- [Required tasks]
(1) Please transcribe the portion of the passage on Big Data in healthcare starting at "He outlined the" and ending at "unstructured, data quality)".
(2) List the major challenges that the passage on Big Data in healthcare highlights.

- [Passage provided]
- - - - - - -
Peter Rossos , Chief Medical Information Officer , University Health Network talked about "Big Data In Healthcare – Issues & Opportunities". For a number of reasons healthcare lags decades behind other sectors in leveraging and adopting information and communication technologies. Big Data has potential to contribute to health service transformation by enabling improved access, quality, safety and personalization of care while containing costs and improving operational efficiencies.
He outlined the Big Data opportunities in Healthcare as: Quality, Safety, Access, Efficiency, Cost, Outcomes (reporting and optimization), Analytics (personalized medicine, clinical decision support) and R&D. The new sources of health data include genomic data (gene sequencing data), streamed data (home monitoring, tele-health, bio-sensors) and clinical data (80% unstructured documents, images, clinical or transcribed notes). He highlighted the following major challenges:
- Collecting data (structured vs. unstructured, data quality)
- Aggregating data (interoperability, privacy, ownership)
- Analyzing data (data discovery, interpreting results)
- - - - - - -
- [Collected data]
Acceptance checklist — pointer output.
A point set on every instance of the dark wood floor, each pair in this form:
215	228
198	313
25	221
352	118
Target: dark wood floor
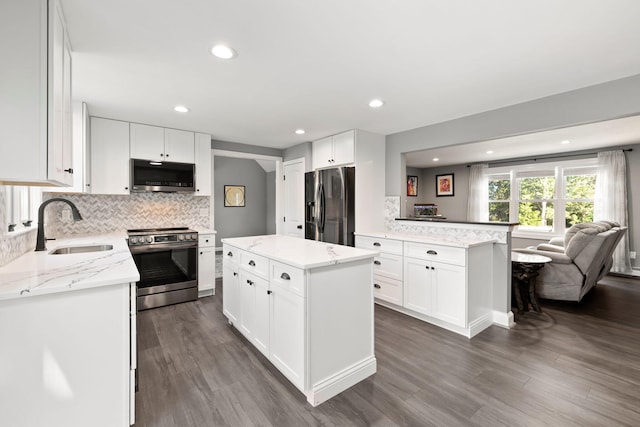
571	365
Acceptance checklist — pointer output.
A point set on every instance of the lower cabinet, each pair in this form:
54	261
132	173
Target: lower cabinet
206	264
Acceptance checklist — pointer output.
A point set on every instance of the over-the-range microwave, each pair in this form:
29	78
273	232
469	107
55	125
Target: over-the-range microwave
168	177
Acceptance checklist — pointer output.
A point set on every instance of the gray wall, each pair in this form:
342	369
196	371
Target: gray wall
600	102
240	221
270	217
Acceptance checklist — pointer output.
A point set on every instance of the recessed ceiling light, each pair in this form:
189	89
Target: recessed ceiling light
223	52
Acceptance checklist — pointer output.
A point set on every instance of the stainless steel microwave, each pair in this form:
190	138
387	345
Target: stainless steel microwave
167	177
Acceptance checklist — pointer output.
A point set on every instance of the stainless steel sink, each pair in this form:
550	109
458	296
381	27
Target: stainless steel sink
81	249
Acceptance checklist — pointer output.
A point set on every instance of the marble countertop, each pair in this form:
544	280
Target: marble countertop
300	253
39	273
436	240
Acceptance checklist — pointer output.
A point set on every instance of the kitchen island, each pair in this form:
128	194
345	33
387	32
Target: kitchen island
68	328
306	305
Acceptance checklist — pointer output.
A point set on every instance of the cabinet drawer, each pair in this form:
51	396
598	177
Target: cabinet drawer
287	277
389	246
446	254
257	264
205	240
230	255
387	289
388	265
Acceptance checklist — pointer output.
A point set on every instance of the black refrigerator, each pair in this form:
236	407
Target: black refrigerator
330	205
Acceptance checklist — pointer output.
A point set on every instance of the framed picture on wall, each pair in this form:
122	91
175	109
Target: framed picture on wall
412	185
234	196
444	185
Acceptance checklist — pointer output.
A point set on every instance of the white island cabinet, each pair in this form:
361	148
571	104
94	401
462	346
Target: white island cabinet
68	334
306	305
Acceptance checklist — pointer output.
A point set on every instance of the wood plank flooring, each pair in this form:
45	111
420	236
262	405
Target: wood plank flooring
571	365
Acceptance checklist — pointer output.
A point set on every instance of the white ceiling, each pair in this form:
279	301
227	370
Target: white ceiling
316	64
592	136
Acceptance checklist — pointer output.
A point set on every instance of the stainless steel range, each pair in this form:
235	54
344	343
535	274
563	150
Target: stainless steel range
168	264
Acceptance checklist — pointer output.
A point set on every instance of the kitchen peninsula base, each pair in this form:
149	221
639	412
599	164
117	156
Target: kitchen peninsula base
307	306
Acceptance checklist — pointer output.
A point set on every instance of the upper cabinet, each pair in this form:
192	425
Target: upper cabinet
334	150
203	164
157	143
35	115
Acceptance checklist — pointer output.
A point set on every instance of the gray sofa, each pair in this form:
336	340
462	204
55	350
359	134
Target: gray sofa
579	260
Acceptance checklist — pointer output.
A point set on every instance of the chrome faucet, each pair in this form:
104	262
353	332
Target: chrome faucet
41	241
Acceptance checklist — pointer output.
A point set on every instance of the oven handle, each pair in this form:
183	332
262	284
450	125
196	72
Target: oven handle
161	247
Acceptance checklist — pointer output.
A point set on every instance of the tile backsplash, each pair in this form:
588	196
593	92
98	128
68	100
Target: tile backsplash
106	214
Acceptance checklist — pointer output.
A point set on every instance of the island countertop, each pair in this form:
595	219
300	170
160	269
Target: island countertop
39	273
297	252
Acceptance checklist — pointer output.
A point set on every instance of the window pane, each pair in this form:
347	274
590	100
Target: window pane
580	186
577	212
537	188
499	189
536	214
499	211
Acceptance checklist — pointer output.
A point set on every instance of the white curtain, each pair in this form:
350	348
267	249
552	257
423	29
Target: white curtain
478	207
610	202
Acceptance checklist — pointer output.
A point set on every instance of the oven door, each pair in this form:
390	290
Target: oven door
168	274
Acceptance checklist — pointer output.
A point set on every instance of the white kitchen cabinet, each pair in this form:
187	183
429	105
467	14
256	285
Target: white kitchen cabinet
158	144
69	358
321	342
37	117
203	164
335	150
110	167
206	264
231	284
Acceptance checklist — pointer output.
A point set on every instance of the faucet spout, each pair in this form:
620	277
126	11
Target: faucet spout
41	241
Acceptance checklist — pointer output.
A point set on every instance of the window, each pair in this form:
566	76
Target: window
545	198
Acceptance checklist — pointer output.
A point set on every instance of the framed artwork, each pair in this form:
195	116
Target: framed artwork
234	196
412	185
444	185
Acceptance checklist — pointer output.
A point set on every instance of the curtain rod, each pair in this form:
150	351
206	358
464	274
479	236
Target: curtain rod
552	156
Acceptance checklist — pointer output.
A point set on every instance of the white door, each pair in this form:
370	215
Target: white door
294	198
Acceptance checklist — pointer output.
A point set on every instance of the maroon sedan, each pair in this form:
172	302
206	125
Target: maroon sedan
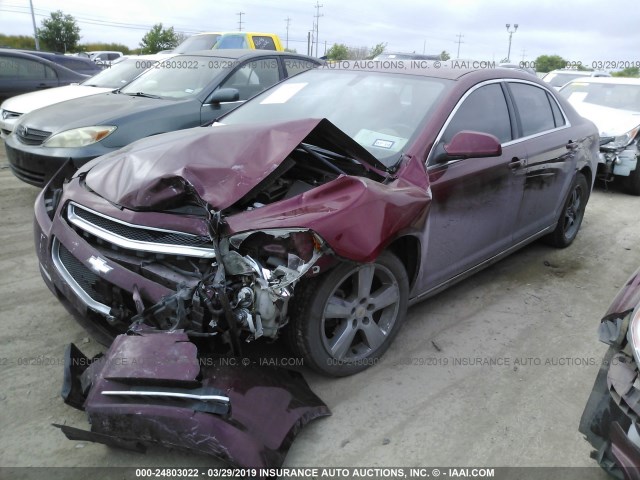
319	210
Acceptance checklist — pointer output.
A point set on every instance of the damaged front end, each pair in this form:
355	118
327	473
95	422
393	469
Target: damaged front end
167	234
155	389
611	418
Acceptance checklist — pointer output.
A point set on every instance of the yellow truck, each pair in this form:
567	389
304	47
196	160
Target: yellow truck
225	40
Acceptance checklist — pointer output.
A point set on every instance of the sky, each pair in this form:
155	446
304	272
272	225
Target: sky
585	31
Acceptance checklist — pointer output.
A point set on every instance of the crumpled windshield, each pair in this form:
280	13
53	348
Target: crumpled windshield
382	112
178	77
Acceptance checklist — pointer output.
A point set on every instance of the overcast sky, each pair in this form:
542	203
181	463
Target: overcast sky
586	31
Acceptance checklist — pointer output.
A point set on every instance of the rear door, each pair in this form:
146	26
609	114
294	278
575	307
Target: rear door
551	148
475	201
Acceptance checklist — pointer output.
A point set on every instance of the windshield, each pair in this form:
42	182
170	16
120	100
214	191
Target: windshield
198	42
119	74
382	112
178	77
623	97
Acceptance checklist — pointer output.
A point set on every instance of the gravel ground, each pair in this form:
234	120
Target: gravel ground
429	402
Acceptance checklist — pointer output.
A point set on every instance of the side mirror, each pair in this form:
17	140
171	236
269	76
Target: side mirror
224	95
468	144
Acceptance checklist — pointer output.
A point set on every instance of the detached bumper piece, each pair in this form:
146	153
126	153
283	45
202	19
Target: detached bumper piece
154	389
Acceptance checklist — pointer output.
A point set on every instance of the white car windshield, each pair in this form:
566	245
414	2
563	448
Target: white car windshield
178	77
380	111
119	74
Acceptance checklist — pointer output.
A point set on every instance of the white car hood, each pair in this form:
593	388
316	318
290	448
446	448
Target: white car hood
43	98
611	122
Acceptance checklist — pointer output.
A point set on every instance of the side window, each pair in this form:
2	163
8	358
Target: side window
558	118
533	108
263	43
8	66
296	65
484	110
253	77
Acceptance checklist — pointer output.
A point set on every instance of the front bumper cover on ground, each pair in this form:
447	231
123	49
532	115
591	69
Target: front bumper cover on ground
154	389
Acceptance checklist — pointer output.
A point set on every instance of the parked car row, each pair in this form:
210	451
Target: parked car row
175	93
22	72
108	80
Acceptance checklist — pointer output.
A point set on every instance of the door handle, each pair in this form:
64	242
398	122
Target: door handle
516	163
- - - - - - -
- [Exercise results]
(1)
He outlined the Big Data opportunities in Healthcare as: Quality, Safety, Access, Efficiency, Cost, Outcomes (reporting and optimization), Analytics (personalized medicine, clinical decision support) and R&D. The new sources of health data include genomic data (gene sequencing data), streamed data (home monitoring, tele-health, bio-sensors) and clinical data (80% unstructured documents, images, clinical or transcribed notes). He highlighted the following major challenges:
- Collecting data (structured vs. unstructured, data quality)

(2)
- Collecting data (structured vs. unstructured, data quality)
- Aggregating data (interoperability, privacy, ownership)
- Analyzing data (data discovery, interpreting results)